> **What the task asks**
Restate each entry below word for word, without skipping any.

> **Input**
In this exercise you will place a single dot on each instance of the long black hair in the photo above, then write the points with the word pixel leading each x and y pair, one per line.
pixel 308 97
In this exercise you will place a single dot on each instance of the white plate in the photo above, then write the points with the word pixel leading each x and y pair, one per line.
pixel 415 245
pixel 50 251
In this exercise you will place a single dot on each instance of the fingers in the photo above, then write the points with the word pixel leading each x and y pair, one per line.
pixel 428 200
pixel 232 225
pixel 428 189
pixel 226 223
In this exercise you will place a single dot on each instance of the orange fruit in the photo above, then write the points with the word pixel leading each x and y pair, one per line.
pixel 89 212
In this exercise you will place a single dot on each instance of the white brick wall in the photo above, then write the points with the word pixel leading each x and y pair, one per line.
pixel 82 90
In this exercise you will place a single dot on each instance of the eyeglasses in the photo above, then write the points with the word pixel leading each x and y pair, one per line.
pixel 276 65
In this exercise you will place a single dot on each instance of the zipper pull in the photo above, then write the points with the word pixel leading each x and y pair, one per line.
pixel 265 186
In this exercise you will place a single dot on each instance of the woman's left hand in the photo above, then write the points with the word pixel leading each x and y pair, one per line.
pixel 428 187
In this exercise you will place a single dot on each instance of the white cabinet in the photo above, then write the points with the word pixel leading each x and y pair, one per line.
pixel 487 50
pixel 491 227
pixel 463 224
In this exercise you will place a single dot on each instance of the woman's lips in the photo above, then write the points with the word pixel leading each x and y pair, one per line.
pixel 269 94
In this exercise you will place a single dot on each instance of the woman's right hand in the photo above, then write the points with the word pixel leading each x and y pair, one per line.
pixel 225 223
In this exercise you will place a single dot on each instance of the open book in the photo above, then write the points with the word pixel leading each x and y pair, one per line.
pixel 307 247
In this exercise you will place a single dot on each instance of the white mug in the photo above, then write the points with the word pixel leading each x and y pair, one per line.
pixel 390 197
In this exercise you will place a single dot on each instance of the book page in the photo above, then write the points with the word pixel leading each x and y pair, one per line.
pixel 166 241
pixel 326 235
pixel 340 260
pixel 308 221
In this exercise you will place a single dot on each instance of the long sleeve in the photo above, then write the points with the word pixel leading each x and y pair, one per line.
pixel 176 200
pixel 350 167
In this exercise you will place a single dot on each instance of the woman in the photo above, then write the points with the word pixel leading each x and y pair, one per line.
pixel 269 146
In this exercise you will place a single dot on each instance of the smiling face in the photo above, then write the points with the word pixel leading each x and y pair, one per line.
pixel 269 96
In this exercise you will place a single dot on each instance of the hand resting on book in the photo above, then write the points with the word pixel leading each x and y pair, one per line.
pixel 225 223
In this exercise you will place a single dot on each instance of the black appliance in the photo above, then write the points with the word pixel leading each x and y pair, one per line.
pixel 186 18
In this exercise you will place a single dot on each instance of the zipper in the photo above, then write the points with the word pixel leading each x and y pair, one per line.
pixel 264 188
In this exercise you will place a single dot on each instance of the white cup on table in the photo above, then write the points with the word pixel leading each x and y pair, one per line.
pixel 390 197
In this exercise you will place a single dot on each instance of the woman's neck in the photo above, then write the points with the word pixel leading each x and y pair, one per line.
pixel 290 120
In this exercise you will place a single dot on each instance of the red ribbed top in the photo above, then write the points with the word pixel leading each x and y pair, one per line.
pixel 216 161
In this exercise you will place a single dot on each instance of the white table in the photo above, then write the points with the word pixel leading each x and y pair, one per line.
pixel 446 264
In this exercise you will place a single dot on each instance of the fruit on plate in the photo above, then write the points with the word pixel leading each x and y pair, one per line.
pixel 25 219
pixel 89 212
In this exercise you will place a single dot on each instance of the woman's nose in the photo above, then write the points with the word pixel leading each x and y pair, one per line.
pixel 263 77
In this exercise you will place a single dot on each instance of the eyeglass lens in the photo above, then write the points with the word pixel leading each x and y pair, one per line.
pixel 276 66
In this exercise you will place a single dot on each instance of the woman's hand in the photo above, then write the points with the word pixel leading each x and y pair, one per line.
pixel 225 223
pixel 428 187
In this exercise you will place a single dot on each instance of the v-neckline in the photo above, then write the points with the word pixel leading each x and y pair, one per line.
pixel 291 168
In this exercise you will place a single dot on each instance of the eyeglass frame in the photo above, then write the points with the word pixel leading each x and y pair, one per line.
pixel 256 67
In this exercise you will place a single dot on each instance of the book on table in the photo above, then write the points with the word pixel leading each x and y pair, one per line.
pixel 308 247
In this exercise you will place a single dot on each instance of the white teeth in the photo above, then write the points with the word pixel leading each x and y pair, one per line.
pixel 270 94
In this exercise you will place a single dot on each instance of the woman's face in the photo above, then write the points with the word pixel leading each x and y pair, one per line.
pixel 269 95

> **Completed task**
In this exercise you will place a single dot on each instance of the long black hair in the photo above, then write the points with the word pixel leading each x and y pair, one per line.
pixel 308 97
In this exercise you will place a single dot on each instance of the white plate in the photo above, then write the points with the word pixel leading each x and y pair, one per line.
pixel 415 245
pixel 50 251
In this exercise you will place a single dot on each instance of the fingers in the photo above, then write the points with the word pixel leading each x and y pair, one per line.
pixel 428 200
pixel 232 225
pixel 428 189
pixel 226 223
In this exercise you will place a single dot on each instance of the orange fruit in the photo above, then write the points with the word pixel leading each x and y pair, one per line.
pixel 89 212
In this exercise you will place a single dot on each instance of the white brick wall in the photo above, then write the points with the word pixel leading each x and y pair, one per line.
pixel 82 90
In this exercise you will place a single dot on each instance of the eyeglasses in the photo above, then write the points with the word pixel leading each x and y pair, one per line.
pixel 276 65
In this exercise you will place a single dot on each instance of the zipper pull in the photo above, then write the points with the word pixel leading each x and y pair, one per line.
pixel 265 186
In this exercise you will place a single dot on each instance of the woman's left hand in the photo above, then write the points with the word pixel leading each x and y pair, one per line.
pixel 428 187
In this exercise you will place a single dot on each instance of the white cabinet in the photo above, then write the points with the word pixel leading each x and y pair, one per line.
pixel 487 50
pixel 491 227
pixel 463 224
In this exercise you will place a single dot on each instance of the woman's lips in the photo above, then write the points with the word pixel leading each x and y pair, one per line.
pixel 269 94
In this exercise you will place a single dot on each instance of the woman's right hand in the photo above, then write the points with the word pixel leading each x and y pair, one per line.
pixel 225 223
In this exercise you will place a single dot on each instance of the open book in the photo above, then write the points with the word pixel leading each x and y pair, one per line.
pixel 307 247
In this exercise you will place a single dot on each instance of the white mug in the photo above, then write the points with the word pixel leading each x and y pair, one per line.
pixel 390 197
In this exercise you will place a single dot on each instance of the book page in the photo above, then write the points with the word pixel leading each x and y pair, one per line.
pixel 166 241
pixel 326 235
pixel 340 260
pixel 308 221
In this exercise you will place a single dot on each instance of the long sleeve in the photo above, then write the points with the word pixel leading each x and y pair, one per line.
pixel 176 200
pixel 350 167
In this exercise you will place a single dot on each instance of the woman in the photo above, then write the points with the word pixel leading each x and y pair, one per line.
pixel 269 146
In this exercise you will place a single dot on each instance of the smiling face in the photo above, then write the points with the word pixel leading each x and y pair, one per line.
pixel 269 96
In this exercise you will place a single dot on each instance of the hand resting on book in the photo above, then write the points with the word pixel leading each x and y pair, one per line.
pixel 225 223
In this exercise you will place a single dot on each instance of the black appliance in the photo above, then write the points with the word pixel leading each x and y pair, one per line.
pixel 186 18
In this exercise you will place a single dot on each instance of the zipper in the photo above, then write the points with the word pixel leading each x and y pair, one per line.
pixel 264 188
In this exercise you will place a single dot on each instance of the white cup on table in the photo above, then write the points with the word pixel leading each x and y pair, one per line.
pixel 390 197
In this exercise you will place a single dot on each instance of the woman's neck in the photo above, then write the points with the word pixel leading each x and y pair, one per line.
pixel 290 120
In this exercise you will place a single dot on each instance of the red ribbed top in the photo above, then write the points with the word pixel leading each x and y pair, one per line.
pixel 216 161
In this exercise you will place a single dot on each instance of the white table in the photo above, then write the points with the word pixel leading each x and y pair, one per line.
pixel 446 264
In this exercise you will place a single dot on each instance of the fruit on plate in the photo above, then write the points with the word pixel leading each x and y pair, one per line.
pixel 25 219
pixel 89 212
In this exercise you will place a single dot on each instance of the woman's nose in the photo above, then write the points with the word pixel leading each x and y pair, one per line.
pixel 263 77
In this exercise you will place a single dot on each instance of the eyeglass lens in the photo above, then write the points with the word pixel leading each x and y pair, one per line.
pixel 276 66
In this exercise you will place a single dot on each instance of the woman's hand in the photo above, then write the points with the word pixel leading each x and y pair, one per line.
pixel 225 223
pixel 428 187
In this exercise you will place a single dot on each instance of the v-neckline in the photo above, then write the points with the word pixel leading each x and y pair, one per line.
pixel 291 168
In this exercise you will place a single dot on each instance of the eyeglass frame in the photo above, then write the points with the word pixel leading each x and y pair, one per line.
pixel 256 67
In this exercise you will place a single dot on each instance of the book on table in the photo above, then write the points with the word pixel leading each x and y pair, one per line.
pixel 308 247
In this exercise you will place a single dot on each instance of the white teeth in the photo above, then write the points with the word pixel leading each x and y pair, one per line.
pixel 270 94
In this exercise you will place a single dot on each instance of the woman's face in the photo above, then write the points with the word pixel leading each x and y pair, one per line.
pixel 269 95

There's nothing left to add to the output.